* **Selection**
▼

Chhakka Panja 3 () is a Nepalese comedy film from 2018, directed by Deepa Shree Niraula, and produced by Deepa Shree Niraula, Deepak Raj Giri, Kedar Ghimire and Jeetu Nepal for Aama Sarswoti Movies. It is the third film of the Chhakka Panja series. The film tells the story of Youk (played by Deepika Prasai) daughter of headmaster and popular news reporter who gets married to rich and illiterate Raja, son of big politician of her village and tries to improve conditions at a government school but faces hurdles in her goal. The film met with positive response from critics and audience for its story, screenplay, social message, comedy and performance of the cast especially of Kedar Ghimire. The film was a massive blockbuster at the box office breaking several and surpassing its predecessor Chhakka Panja to become the highest-grossing films in Nepal until it was broken in 2022 by K.G.F: Chapter 2 and was the Highest Grossing Nepali film in Nepal until Kabaddi 4: The Final Match surpassed it. The 4th Part of the series was announced in July 2022 with new ensemble cast with only Deepak Raj Giri, Kedar Ghimire, Deepa Shree Niraula and Buddhi Tamang being retained.

▲

* **Extracted records**
▼

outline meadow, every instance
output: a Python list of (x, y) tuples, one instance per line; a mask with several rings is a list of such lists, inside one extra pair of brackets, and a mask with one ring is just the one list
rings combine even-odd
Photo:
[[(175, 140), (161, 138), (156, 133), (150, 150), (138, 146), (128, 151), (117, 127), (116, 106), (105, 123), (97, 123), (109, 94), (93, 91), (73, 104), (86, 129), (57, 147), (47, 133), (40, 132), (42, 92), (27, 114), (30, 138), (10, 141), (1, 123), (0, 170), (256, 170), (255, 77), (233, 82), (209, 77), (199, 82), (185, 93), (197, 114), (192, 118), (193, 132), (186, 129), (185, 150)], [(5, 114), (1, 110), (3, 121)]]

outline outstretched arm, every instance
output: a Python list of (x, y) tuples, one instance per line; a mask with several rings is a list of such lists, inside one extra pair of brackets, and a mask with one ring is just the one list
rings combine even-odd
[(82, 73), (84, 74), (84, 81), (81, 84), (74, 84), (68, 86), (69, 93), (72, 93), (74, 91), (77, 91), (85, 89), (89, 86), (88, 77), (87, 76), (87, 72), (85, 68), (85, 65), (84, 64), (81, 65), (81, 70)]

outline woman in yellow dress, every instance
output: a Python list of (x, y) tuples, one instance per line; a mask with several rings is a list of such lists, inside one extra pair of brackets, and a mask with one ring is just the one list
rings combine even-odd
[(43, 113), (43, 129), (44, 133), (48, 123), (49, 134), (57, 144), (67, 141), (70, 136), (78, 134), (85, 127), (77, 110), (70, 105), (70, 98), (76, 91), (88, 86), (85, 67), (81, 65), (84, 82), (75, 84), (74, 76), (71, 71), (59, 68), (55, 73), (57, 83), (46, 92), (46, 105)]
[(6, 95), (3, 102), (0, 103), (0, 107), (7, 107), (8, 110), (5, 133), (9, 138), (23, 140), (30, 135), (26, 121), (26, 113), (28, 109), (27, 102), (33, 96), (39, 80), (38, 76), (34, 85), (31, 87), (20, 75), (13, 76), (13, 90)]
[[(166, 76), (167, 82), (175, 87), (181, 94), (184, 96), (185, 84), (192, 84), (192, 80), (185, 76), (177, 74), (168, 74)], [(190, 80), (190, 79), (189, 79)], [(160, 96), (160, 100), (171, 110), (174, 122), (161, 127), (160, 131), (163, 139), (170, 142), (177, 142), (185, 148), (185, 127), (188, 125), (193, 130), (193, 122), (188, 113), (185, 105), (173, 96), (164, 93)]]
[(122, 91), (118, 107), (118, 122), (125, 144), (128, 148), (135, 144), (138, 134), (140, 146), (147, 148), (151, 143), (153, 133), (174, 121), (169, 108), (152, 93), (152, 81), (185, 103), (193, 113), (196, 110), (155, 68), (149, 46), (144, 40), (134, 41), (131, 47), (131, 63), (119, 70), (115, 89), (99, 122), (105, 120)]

▲

* **Set task A**
According to the text on Chhakka Panja 3, which film later overtook it as the highest-grossing Nepali film in Nepal?
* **Set task B**
Extend the text on the film Chhakka Panja 3 by continuing it after its last sentence.

* **Written response A**
Kabaddi 4: The Final Match

* **Written response B**
Cast 
 Deepika Prasai as Raja's wife
 Deepak Raj Giri as Raja Kaji
 Jeetu Nepal as Thaneshwor
 Kedar Ghimire as Magne Budo
 Buddhi Tamang as Buddhi
 Shivahari Paudel as School Headmaster
 Neer Shah as Kaji
 Kiran K.C. as Pandit
 Basanta Bhatta as Syan Kaji
 Anurag Kunwar as Syan Kaji's son 
 Laxmi Giri as Raja's mother
 Sharada Giri as Kali Budi
 Aahana Pokhrel as Kamali
 Wilson Bikram Rai as English Teacher
 Swastima Khadka as Buddhi's Girlfriend (Special Appearance)
 Priyanka Karki as Rinku TV Presenter (Special Appearance)
 Barsha Raut as Brinda (Special Appearance in a song "Pahilo number ma")

Synopsis 
A headmaster's daughter tries to improve conditions at a government school.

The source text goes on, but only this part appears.